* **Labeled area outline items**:

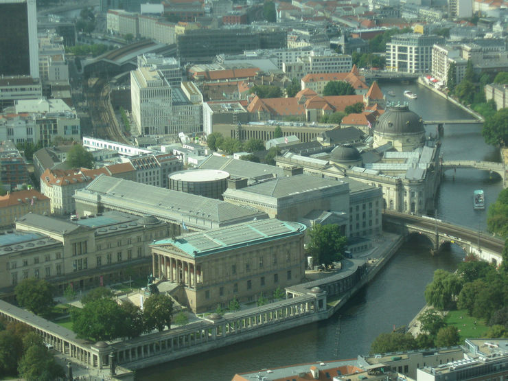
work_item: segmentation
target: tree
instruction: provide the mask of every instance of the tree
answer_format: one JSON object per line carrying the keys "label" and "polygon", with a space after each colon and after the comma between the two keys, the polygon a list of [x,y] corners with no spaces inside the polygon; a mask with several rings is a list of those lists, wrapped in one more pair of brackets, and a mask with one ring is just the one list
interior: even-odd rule
{"label": "tree", "polygon": [[425,300],[439,310],[449,308],[461,288],[462,282],[455,274],[436,270],[432,281],[425,288]]}
{"label": "tree", "polygon": [[336,224],[314,224],[309,232],[310,241],[307,247],[314,263],[328,265],[343,258],[346,238]]}
{"label": "tree", "polygon": [[257,152],[264,150],[264,142],[260,139],[249,139],[244,144],[244,149],[248,152]]}
{"label": "tree", "polygon": [[19,376],[25,380],[51,381],[65,377],[64,369],[43,345],[28,348],[18,365]]}
{"label": "tree", "polygon": [[236,297],[233,297],[231,301],[229,301],[227,309],[231,312],[240,311],[240,302],[236,299]]}
{"label": "tree", "polygon": [[227,137],[220,143],[219,148],[227,154],[233,154],[242,151],[242,142],[232,137]]}
{"label": "tree", "polygon": [[255,84],[249,92],[251,94],[255,94],[260,98],[280,98],[282,96],[280,87],[268,84]]}
{"label": "tree", "polygon": [[422,323],[422,330],[428,332],[431,337],[435,337],[437,332],[446,325],[443,316],[434,308],[429,308],[418,318]]}
{"label": "tree", "polygon": [[506,145],[508,143],[508,108],[500,108],[494,116],[487,117],[481,135],[487,144]]}
{"label": "tree", "polygon": [[83,305],[88,304],[91,301],[95,301],[102,299],[111,299],[113,297],[113,293],[109,288],[106,287],[97,287],[91,290],[81,298],[81,304]]}
{"label": "tree", "polygon": [[268,299],[263,295],[263,292],[259,293],[259,297],[257,298],[257,301],[256,301],[256,305],[258,307],[261,307],[262,305],[264,305],[265,304],[268,304]]}
{"label": "tree", "polygon": [[273,292],[273,299],[274,300],[285,299],[286,291],[282,290],[280,286],[278,286]]}
{"label": "tree", "polygon": [[273,1],[266,1],[263,4],[263,19],[269,23],[275,23],[277,21],[275,3]]}
{"label": "tree", "polygon": [[37,315],[47,314],[53,306],[53,288],[45,279],[23,279],[14,288],[16,300]]}
{"label": "tree", "polygon": [[81,144],[75,144],[69,150],[66,161],[73,168],[93,168],[93,155]]}
{"label": "tree", "polygon": [[143,331],[143,312],[141,308],[130,301],[124,301],[120,305],[123,321],[122,336],[133,338],[140,336]]}
{"label": "tree", "polygon": [[264,157],[264,163],[268,165],[275,165],[275,157],[280,153],[279,148],[277,147],[271,147],[268,153]]}
{"label": "tree", "polygon": [[288,95],[288,97],[292,98],[295,97],[300,90],[301,90],[301,83],[298,78],[293,78],[291,80],[291,83],[286,88],[286,94]]}
{"label": "tree", "polygon": [[371,354],[411,351],[417,348],[418,345],[411,334],[391,332],[381,334],[374,339],[371,344]]}
{"label": "tree", "polygon": [[459,294],[457,308],[467,310],[467,314],[472,316],[478,295],[485,286],[485,283],[482,279],[465,284]]}
{"label": "tree", "polygon": [[454,325],[443,327],[437,332],[436,336],[436,347],[452,347],[457,345],[461,340],[459,330]]}
{"label": "tree", "polygon": [[171,318],[173,315],[173,301],[164,294],[154,294],[145,301],[143,318],[145,321],[145,330],[150,332],[154,328],[161,332],[164,327],[171,327]]}
{"label": "tree", "polygon": [[349,114],[359,114],[363,111],[363,103],[361,102],[357,102],[354,104],[346,106],[345,108],[344,108],[344,112],[348,115]]}
{"label": "tree", "polygon": [[208,148],[212,151],[216,151],[224,140],[224,137],[220,132],[211,132],[207,137]]}
{"label": "tree", "polygon": [[15,375],[22,354],[23,345],[19,336],[10,330],[0,331],[0,374]]}
{"label": "tree", "polygon": [[448,88],[448,91],[453,93],[455,91],[455,86],[457,86],[457,65],[455,62],[451,62],[450,64],[447,78],[446,86]]}
{"label": "tree", "polygon": [[72,329],[78,338],[99,341],[124,336],[124,314],[118,303],[108,298],[88,302],[71,311]]}
{"label": "tree", "polygon": [[508,83],[508,72],[500,71],[497,73],[496,78],[494,79],[494,83],[500,83],[505,84]]}
{"label": "tree", "polygon": [[330,81],[323,89],[323,95],[354,95],[354,88],[349,82],[345,81]]}
{"label": "tree", "polygon": [[179,312],[174,316],[174,323],[176,325],[185,325],[189,323],[189,316],[183,311]]}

* **Required work**:
Reproduce every line of the records above without changing anything, and leave the pictures out of your answer.

* **The result**:
work_item: segmentation
target: tree
instruction: provide the mask of every instance of the tree
answer_format: one JSON object per line carrying the keys "label" and "polygon", with a space after each colon and after the comma between the two keys, the polygon a list of [x,y] corners with no spaces inside the polygon; a mask with several rings is a list of those lists, wrapped in one more pair of brackets, and a mask with one ring is just the one list
interior: even-odd rule
{"label": "tree", "polygon": [[425,300],[439,310],[449,308],[461,288],[462,282],[455,274],[436,270],[432,281],[425,288]]}
{"label": "tree", "polygon": [[336,224],[314,224],[309,232],[310,241],[307,247],[314,263],[328,265],[343,258],[346,238]]}
{"label": "tree", "polygon": [[257,152],[264,150],[264,142],[260,139],[249,139],[244,144],[244,149],[248,152]]}
{"label": "tree", "polygon": [[19,376],[25,380],[51,381],[65,377],[64,369],[43,345],[28,348],[18,365]]}
{"label": "tree", "polygon": [[236,297],[233,297],[231,301],[229,301],[227,309],[231,312],[240,311],[240,302],[236,299]]}
{"label": "tree", "polygon": [[227,137],[220,143],[219,148],[227,154],[233,154],[242,151],[242,142],[232,137]]}
{"label": "tree", "polygon": [[255,84],[249,92],[251,94],[255,94],[260,98],[280,98],[282,96],[280,87],[268,84]]}
{"label": "tree", "polygon": [[422,323],[422,330],[428,332],[431,337],[435,337],[437,332],[446,325],[443,316],[434,308],[429,308],[418,318]]}
{"label": "tree", "polygon": [[506,145],[508,143],[508,108],[500,108],[494,116],[487,117],[481,135],[487,144]]}
{"label": "tree", "polygon": [[83,305],[88,304],[91,301],[95,301],[102,299],[111,299],[113,297],[113,293],[109,288],[106,287],[97,287],[91,290],[81,298],[81,304]]}
{"label": "tree", "polygon": [[268,299],[263,295],[263,292],[259,293],[259,297],[257,298],[257,301],[256,301],[256,305],[258,307],[261,307],[262,305],[264,305],[265,304],[268,304]]}
{"label": "tree", "polygon": [[273,292],[273,299],[274,300],[285,299],[286,291],[282,290],[280,286],[278,286]]}
{"label": "tree", "polygon": [[273,1],[266,1],[263,4],[263,19],[269,23],[275,23],[277,21],[275,3]]}
{"label": "tree", "polygon": [[37,315],[47,314],[53,306],[53,288],[45,279],[23,279],[14,288],[16,300]]}
{"label": "tree", "polygon": [[81,144],[75,144],[69,150],[66,161],[73,168],[93,168],[93,155]]}
{"label": "tree", "polygon": [[143,331],[143,312],[141,308],[130,301],[124,301],[120,305],[123,321],[122,336],[133,338],[140,336]]}
{"label": "tree", "polygon": [[264,157],[264,163],[268,165],[275,165],[275,157],[280,153],[279,148],[277,147],[271,147],[268,153]]}
{"label": "tree", "polygon": [[288,95],[288,97],[292,98],[295,97],[300,90],[301,90],[301,83],[298,78],[293,78],[291,80],[291,83],[286,88],[286,94]]}
{"label": "tree", "polygon": [[371,354],[411,351],[417,348],[418,345],[411,334],[391,332],[381,334],[374,339],[371,344]]}
{"label": "tree", "polygon": [[459,294],[457,308],[467,310],[467,314],[472,316],[478,295],[485,286],[485,283],[482,279],[465,284]]}
{"label": "tree", "polygon": [[454,325],[443,327],[437,332],[436,336],[436,347],[452,347],[457,345],[461,340],[459,330]]}
{"label": "tree", "polygon": [[171,318],[173,315],[173,301],[164,294],[154,294],[145,301],[143,318],[145,321],[145,330],[150,332],[154,328],[161,332],[164,327],[171,327]]}
{"label": "tree", "polygon": [[349,114],[359,114],[363,111],[363,103],[361,102],[357,102],[354,104],[346,106],[345,108],[344,108],[344,112],[348,115]]}
{"label": "tree", "polygon": [[208,148],[212,151],[216,151],[224,140],[224,137],[220,132],[211,132],[207,137]]}
{"label": "tree", "polygon": [[15,375],[22,354],[23,345],[19,336],[10,330],[0,331],[0,374]]}
{"label": "tree", "polygon": [[448,88],[448,91],[453,93],[455,91],[455,86],[457,86],[457,65],[455,62],[451,62],[450,64],[447,78],[446,86]]}
{"label": "tree", "polygon": [[72,329],[78,338],[99,341],[124,336],[124,314],[118,303],[108,298],[88,302],[71,311]]}
{"label": "tree", "polygon": [[508,83],[508,72],[500,71],[497,73],[496,78],[494,79],[494,83],[500,83],[505,84]]}
{"label": "tree", "polygon": [[330,81],[323,89],[323,95],[354,95],[354,88],[349,82],[345,81]]}
{"label": "tree", "polygon": [[179,312],[174,316],[174,323],[176,325],[185,325],[189,323],[189,316],[183,311]]}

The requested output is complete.